(Dataset records)
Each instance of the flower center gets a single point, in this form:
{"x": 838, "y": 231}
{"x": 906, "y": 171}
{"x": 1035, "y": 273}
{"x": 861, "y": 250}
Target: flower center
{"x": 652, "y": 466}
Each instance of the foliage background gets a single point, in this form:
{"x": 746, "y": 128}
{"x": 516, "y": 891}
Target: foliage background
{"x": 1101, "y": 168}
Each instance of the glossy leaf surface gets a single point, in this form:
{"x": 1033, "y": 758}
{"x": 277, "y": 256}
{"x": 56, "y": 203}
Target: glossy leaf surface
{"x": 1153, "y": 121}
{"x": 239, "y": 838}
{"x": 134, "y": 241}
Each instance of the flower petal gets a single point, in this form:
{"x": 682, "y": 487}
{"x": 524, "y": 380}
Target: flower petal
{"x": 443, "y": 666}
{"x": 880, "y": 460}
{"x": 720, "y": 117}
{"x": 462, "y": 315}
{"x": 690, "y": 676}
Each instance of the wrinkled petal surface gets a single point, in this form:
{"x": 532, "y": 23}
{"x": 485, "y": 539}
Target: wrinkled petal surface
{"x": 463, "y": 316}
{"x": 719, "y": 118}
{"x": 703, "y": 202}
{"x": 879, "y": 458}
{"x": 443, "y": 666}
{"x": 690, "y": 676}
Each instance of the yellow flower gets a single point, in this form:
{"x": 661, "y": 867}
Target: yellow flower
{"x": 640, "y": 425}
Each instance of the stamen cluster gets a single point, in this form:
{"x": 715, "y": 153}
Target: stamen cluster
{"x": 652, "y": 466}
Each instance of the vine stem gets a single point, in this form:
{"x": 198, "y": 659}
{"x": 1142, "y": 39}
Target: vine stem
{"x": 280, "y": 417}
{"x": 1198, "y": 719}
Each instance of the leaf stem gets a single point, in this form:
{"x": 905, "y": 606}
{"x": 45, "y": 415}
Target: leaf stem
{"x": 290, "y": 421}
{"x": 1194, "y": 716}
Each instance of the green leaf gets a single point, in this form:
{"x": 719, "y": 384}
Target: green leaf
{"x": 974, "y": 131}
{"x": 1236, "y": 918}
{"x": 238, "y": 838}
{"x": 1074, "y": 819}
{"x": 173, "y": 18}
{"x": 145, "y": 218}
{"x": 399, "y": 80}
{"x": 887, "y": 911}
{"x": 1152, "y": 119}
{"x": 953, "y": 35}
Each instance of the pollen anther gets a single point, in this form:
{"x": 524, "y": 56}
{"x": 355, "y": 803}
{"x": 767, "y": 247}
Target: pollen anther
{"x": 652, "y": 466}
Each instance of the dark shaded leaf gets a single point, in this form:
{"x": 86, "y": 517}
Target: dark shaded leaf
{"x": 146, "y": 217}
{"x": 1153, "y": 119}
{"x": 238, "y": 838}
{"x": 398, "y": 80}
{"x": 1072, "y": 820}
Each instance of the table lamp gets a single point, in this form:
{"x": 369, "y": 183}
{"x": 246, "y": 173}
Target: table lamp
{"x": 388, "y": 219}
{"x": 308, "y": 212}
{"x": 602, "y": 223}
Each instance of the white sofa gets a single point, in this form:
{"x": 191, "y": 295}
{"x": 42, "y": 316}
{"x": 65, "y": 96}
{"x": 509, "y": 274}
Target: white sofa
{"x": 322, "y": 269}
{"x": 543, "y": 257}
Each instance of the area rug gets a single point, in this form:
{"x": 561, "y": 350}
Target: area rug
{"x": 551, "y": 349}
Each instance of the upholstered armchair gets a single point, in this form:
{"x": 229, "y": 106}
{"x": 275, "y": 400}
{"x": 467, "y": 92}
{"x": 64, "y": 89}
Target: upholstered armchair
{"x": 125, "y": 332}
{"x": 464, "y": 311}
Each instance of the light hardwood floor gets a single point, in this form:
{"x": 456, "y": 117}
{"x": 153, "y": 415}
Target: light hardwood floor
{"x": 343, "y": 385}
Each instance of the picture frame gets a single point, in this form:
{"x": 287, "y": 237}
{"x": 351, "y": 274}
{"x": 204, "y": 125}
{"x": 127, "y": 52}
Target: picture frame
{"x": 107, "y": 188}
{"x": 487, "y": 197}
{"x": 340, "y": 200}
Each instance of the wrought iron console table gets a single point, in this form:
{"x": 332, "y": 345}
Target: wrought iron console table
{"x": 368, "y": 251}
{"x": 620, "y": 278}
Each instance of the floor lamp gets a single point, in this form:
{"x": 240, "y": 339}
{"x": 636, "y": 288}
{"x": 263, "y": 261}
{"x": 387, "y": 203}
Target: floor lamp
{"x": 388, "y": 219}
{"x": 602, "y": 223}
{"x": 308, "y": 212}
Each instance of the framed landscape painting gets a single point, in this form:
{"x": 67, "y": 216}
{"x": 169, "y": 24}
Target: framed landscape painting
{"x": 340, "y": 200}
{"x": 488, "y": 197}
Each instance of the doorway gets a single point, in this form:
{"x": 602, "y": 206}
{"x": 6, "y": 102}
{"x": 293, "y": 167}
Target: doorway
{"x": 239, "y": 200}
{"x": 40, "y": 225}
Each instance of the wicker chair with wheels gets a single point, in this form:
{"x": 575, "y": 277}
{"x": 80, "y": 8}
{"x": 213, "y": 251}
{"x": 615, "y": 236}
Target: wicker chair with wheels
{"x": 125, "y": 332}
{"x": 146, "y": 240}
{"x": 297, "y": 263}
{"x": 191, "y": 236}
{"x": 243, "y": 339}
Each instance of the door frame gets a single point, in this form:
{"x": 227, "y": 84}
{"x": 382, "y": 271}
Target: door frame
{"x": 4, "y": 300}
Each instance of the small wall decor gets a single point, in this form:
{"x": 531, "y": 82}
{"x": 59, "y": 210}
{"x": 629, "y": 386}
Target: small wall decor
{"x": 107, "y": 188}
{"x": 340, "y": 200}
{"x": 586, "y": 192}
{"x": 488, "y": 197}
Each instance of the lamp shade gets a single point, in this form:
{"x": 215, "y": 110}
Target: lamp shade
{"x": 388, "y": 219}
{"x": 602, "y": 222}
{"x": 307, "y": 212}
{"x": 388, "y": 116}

## EXERCISE DIRECTIONS
Give back all of the data exactly, with every line intact.

## FINISHED TASK
Each instance of the flower center gets a single point, in this form:
{"x": 838, "y": 231}
{"x": 906, "y": 171}
{"x": 1035, "y": 273}
{"x": 861, "y": 250}
Target: flower center
{"x": 652, "y": 466}
Each instance of the foliage background gets a single point, in this form:
{"x": 746, "y": 128}
{"x": 516, "y": 891}
Target: foliage background
{"x": 1101, "y": 168}
Each instance of the glossy leaf surface gets a single point, in this form:
{"x": 1033, "y": 758}
{"x": 277, "y": 256}
{"x": 56, "y": 203}
Target: glossy leaf surface
{"x": 1153, "y": 121}
{"x": 239, "y": 838}
{"x": 134, "y": 241}
Each instance of the flower petal gets a single point, in this form:
{"x": 682, "y": 487}
{"x": 524, "y": 380}
Target: flower petal
{"x": 443, "y": 666}
{"x": 880, "y": 460}
{"x": 720, "y": 117}
{"x": 462, "y": 315}
{"x": 690, "y": 676}
Each instance of the wrinkled petal surface gets a single point, in this form:
{"x": 532, "y": 23}
{"x": 485, "y": 539}
Target: wrinkled petal surface
{"x": 463, "y": 316}
{"x": 719, "y": 118}
{"x": 703, "y": 202}
{"x": 879, "y": 458}
{"x": 443, "y": 666}
{"x": 690, "y": 676}
Each instance of the yellow flower gets a single point, in this form:
{"x": 661, "y": 867}
Target: yellow flower
{"x": 640, "y": 425}
Each instance of the stamen cluster gets a single point, in this form:
{"x": 715, "y": 153}
Target: stamen cluster
{"x": 652, "y": 466}
Each instance of the vine stem gets a single point, in this form:
{"x": 198, "y": 659}
{"x": 1142, "y": 39}
Target: vine stem
{"x": 280, "y": 417}
{"x": 1198, "y": 719}
Each instance of the leaf stem gets a single point, in this form:
{"x": 905, "y": 606}
{"x": 45, "y": 415}
Target: leaf stem
{"x": 290, "y": 421}
{"x": 1194, "y": 716}
Each instance of the green leaf gets a single point, in this form:
{"x": 719, "y": 384}
Target: green leaf
{"x": 974, "y": 131}
{"x": 1236, "y": 918}
{"x": 238, "y": 838}
{"x": 1074, "y": 819}
{"x": 173, "y": 18}
{"x": 145, "y": 218}
{"x": 399, "y": 80}
{"x": 887, "y": 911}
{"x": 1152, "y": 119}
{"x": 953, "y": 35}
Each instance of the pollen anther gets a single point, in this form:
{"x": 524, "y": 56}
{"x": 355, "y": 803}
{"x": 767, "y": 247}
Target: pollen anther
{"x": 652, "y": 466}
Each instance of the dark shaded leaf gets a single point, in this form:
{"x": 86, "y": 517}
Target: dark shaded leaf
{"x": 146, "y": 217}
{"x": 1153, "y": 119}
{"x": 238, "y": 838}
{"x": 398, "y": 80}
{"x": 1072, "y": 820}
Each instance of the table lamp gets a single point, in this form:
{"x": 369, "y": 183}
{"x": 246, "y": 173}
Target: table lamp
{"x": 388, "y": 219}
{"x": 308, "y": 212}
{"x": 602, "y": 223}
Each instance of the white sofa gets a single point, in this form:
{"x": 191, "y": 295}
{"x": 42, "y": 316}
{"x": 65, "y": 96}
{"x": 509, "y": 274}
Target: white sofa
{"x": 322, "y": 269}
{"x": 543, "y": 257}
Each instance of the area rug gets a single point, in this form:
{"x": 561, "y": 350}
Target: area rug
{"x": 551, "y": 349}
Each instance of the upholstered armchair gets a single point, in this form:
{"x": 229, "y": 106}
{"x": 275, "y": 400}
{"x": 467, "y": 92}
{"x": 64, "y": 89}
Target: upholstered armchair
{"x": 125, "y": 332}
{"x": 464, "y": 311}
Each instance of the light hardwood floor gets a single point, in this form:
{"x": 456, "y": 117}
{"x": 153, "y": 415}
Target: light hardwood floor
{"x": 343, "y": 385}
Each instance of the picture frame gets a single point, in this form:
{"x": 287, "y": 237}
{"x": 351, "y": 274}
{"x": 204, "y": 125}
{"x": 127, "y": 52}
Target: picture frame
{"x": 107, "y": 188}
{"x": 487, "y": 197}
{"x": 340, "y": 200}
Each instance of the wrought iron console table gets a single point, in this form:
{"x": 332, "y": 345}
Target: wrought iron console table
{"x": 368, "y": 251}
{"x": 620, "y": 278}
Each instance of the floor lamp gets a single point, in this form:
{"x": 240, "y": 339}
{"x": 636, "y": 288}
{"x": 263, "y": 261}
{"x": 387, "y": 203}
Target: floor lamp
{"x": 388, "y": 219}
{"x": 602, "y": 223}
{"x": 308, "y": 212}
Each instance of the framed landscape painting gets a single point, in this form:
{"x": 67, "y": 216}
{"x": 169, "y": 24}
Target: framed landscape painting
{"x": 340, "y": 200}
{"x": 488, "y": 197}
Each instance of the doorway gets a single point, in this form:
{"x": 602, "y": 206}
{"x": 6, "y": 102}
{"x": 293, "y": 167}
Target: doorway
{"x": 239, "y": 200}
{"x": 40, "y": 225}
Each instance of the wicker chair with wheels gets a single point, in this form:
{"x": 575, "y": 277}
{"x": 80, "y": 8}
{"x": 213, "y": 251}
{"x": 615, "y": 236}
Target: wicker chair with wheels
{"x": 125, "y": 332}
{"x": 146, "y": 240}
{"x": 297, "y": 263}
{"x": 191, "y": 236}
{"x": 243, "y": 339}
Each instance of the door frame gets a single point, in this form:
{"x": 227, "y": 84}
{"x": 382, "y": 271}
Target: door frame
{"x": 4, "y": 300}
Each instance of the small wall decor gets a single point, in this form:
{"x": 531, "y": 82}
{"x": 59, "y": 210}
{"x": 629, "y": 386}
Target: small wall decor
{"x": 107, "y": 188}
{"x": 340, "y": 200}
{"x": 586, "y": 192}
{"x": 488, "y": 197}
Each instance of the lamp shade gets a single point, in this form:
{"x": 215, "y": 110}
Target: lamp shade
{"x": 388, "y": 219}
{"x": 602, "y": 222}
{"x": 307, "y": 212}
{"x": 388, "y": 116}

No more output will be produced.